▶ [Requirement A] Repeat the entries word for word, from the line containing "the man with" down through the end of the entries.

▶ [Text block]
+ + + + +
Hi, i'll be back home to test anything in about a week

cyring commented 1 year ago

@KeithMyers

I have prepared the archlinux-corefreq-dev.iso (870M) that you can boot from USB.

It will auto build and start CoreFreq inside latest Arch Linux kernel.

Please let me know if you can get the Memory Controller from it ?

KeithMyers commented 1 year ago

Doesn't seem to have fixed it. Dec 22 20:00:57 Pipsqueek kernel: [25924.481858] CoreFreq: AMD_SMN_Read(0, b50104) TryLock

Within JSON, I noticed amd-pstate which is also doing SMN calls. Surely a SMU conflict between drivers. Can you unload, blacklist it, also k10temp; and post UMC and log errors?

EDIT: if it makes things easier, I can provide an ISO image with prerequisites to run CoreFreq ?

No sure what you mean by ISO image. I have tried every way I could find of disabling amd-pstate but am unable to return to acpi_freq scaling governor. It seems to be locked on this mobo. There is no CPPC enable/disable in this BIOS like there is on my C7H mobos.

cyring commented 1 year ago

Doesn't seem to have fixed it. Dec 22 20:00:57 Pipsqueek kernel: [25924.481858] CoreFreq: AMD_SMN_Read(0, b50104) TryLock

Within JSON, I noticed amd-pstate which is also doing SMN calls. Surely a SMU conflict between drivers. Can you unload, blacklist it, also k10temp; and post UMC and log errors? EDIT: if it makes things easier, I can provide an ISO image with prerequisites to run CoreFreq ?

No sure what you mean by ISO image. I have tried every way I could find of disabling amd-pstate but am unable to return to acpi_freq scaling governor. It seems to be locked on this mobo. There is no CPPC enable/disable in this BIOS like there is on my C7H mobos.
+ + + + +
▶ [Requirement B]
Answer from the CoreFreq thread:
(i) What size is the archlinux-corefreq-dev.iso?
(ii) Which driver, noticed within JSON, is also doing SMN calls?
(iii) On which mobos does the BIOS have a CPPC enable/disable?

▶ [Record set]
+ + + + +
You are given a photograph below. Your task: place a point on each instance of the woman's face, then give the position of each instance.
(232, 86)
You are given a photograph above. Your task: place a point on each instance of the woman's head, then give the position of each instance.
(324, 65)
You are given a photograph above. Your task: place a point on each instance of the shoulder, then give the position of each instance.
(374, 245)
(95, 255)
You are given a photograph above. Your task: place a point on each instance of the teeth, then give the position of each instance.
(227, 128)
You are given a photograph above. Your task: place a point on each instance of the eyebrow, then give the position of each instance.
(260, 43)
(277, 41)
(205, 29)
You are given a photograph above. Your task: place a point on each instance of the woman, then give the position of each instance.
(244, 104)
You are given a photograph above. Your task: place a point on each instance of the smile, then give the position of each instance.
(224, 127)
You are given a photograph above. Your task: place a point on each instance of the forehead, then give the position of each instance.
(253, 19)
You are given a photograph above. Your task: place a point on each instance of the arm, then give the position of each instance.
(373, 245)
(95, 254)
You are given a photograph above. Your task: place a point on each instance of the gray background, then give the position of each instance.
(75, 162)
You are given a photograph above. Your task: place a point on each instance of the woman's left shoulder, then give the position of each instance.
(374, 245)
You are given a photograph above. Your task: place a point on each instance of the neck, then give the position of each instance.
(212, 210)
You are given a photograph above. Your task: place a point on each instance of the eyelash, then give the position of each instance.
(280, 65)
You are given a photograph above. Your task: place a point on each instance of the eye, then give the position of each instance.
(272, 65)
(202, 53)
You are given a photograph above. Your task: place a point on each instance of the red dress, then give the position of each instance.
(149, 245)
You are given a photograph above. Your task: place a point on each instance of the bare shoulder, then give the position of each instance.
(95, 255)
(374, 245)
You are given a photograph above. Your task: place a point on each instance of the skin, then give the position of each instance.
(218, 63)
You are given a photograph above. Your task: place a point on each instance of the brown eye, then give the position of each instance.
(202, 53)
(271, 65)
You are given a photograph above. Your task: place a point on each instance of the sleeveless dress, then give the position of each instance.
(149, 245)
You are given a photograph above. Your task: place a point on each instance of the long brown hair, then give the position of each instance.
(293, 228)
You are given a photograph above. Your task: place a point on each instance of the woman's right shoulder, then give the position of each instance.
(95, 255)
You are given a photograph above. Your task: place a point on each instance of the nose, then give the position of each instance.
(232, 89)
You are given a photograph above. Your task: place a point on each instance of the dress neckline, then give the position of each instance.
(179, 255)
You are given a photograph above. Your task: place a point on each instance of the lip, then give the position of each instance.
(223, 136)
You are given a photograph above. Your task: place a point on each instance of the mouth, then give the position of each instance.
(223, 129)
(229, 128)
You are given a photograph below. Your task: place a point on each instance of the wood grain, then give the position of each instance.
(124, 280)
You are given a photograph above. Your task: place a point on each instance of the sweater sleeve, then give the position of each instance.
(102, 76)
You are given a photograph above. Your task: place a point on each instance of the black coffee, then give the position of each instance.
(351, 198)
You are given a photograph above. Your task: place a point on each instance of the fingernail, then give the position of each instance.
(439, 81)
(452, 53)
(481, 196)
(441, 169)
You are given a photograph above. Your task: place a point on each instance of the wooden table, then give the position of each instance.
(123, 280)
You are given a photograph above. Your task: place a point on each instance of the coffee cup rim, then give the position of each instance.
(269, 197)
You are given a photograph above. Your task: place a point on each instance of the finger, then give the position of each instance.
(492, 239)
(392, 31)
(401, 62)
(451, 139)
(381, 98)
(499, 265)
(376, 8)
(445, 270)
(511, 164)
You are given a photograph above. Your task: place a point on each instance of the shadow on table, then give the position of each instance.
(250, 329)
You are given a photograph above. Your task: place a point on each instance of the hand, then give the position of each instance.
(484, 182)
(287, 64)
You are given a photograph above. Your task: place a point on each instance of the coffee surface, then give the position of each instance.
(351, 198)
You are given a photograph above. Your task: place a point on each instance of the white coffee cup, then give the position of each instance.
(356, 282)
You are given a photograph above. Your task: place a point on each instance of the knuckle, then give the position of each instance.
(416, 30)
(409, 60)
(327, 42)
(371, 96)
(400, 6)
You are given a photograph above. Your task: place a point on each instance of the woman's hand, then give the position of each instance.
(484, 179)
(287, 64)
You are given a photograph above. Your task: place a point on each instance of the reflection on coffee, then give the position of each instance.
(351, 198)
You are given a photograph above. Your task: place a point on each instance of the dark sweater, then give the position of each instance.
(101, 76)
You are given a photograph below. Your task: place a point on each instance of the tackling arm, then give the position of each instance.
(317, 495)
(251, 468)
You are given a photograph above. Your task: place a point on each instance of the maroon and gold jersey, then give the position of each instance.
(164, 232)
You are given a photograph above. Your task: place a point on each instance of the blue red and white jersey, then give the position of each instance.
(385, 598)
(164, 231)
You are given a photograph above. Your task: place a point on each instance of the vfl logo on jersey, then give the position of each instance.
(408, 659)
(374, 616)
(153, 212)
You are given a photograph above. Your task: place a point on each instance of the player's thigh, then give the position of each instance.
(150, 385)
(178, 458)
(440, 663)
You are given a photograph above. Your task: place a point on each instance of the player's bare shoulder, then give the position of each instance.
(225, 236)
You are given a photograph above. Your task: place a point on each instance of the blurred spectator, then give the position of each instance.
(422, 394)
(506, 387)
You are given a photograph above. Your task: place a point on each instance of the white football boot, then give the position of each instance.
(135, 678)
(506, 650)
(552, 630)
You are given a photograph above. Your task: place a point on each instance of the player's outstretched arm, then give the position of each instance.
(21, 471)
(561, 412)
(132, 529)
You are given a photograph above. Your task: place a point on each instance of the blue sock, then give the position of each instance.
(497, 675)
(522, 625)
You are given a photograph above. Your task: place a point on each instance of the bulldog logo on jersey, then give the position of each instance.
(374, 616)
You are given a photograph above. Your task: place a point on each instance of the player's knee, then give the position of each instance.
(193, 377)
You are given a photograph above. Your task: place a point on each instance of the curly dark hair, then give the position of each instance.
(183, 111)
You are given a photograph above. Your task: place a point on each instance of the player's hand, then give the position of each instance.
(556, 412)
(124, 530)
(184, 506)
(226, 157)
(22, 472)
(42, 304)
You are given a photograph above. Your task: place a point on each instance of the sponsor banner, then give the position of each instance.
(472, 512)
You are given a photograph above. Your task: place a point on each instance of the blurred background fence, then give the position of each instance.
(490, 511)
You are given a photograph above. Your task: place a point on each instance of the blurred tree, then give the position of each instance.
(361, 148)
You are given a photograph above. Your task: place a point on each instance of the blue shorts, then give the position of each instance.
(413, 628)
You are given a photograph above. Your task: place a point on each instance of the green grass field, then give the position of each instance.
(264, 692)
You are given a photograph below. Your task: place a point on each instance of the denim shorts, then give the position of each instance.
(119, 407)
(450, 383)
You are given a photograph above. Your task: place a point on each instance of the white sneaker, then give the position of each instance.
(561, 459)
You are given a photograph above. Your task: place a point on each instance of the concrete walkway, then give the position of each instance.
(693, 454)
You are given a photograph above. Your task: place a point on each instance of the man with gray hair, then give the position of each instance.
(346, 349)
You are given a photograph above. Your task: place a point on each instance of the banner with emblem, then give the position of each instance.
+ + + + +
▶ [Full response A]
You are given a photograph above. Your task: place a point on each instance of the man with gray hair, then give the position of each instance.
(346, 349)
You are given a photograph above. Your task: place a point on each instance of the banner with emblem, then give the position of each instance.

▶ [Full response B]
(i) 870M
(ii) amd-pstate
(iii) The C7H mobos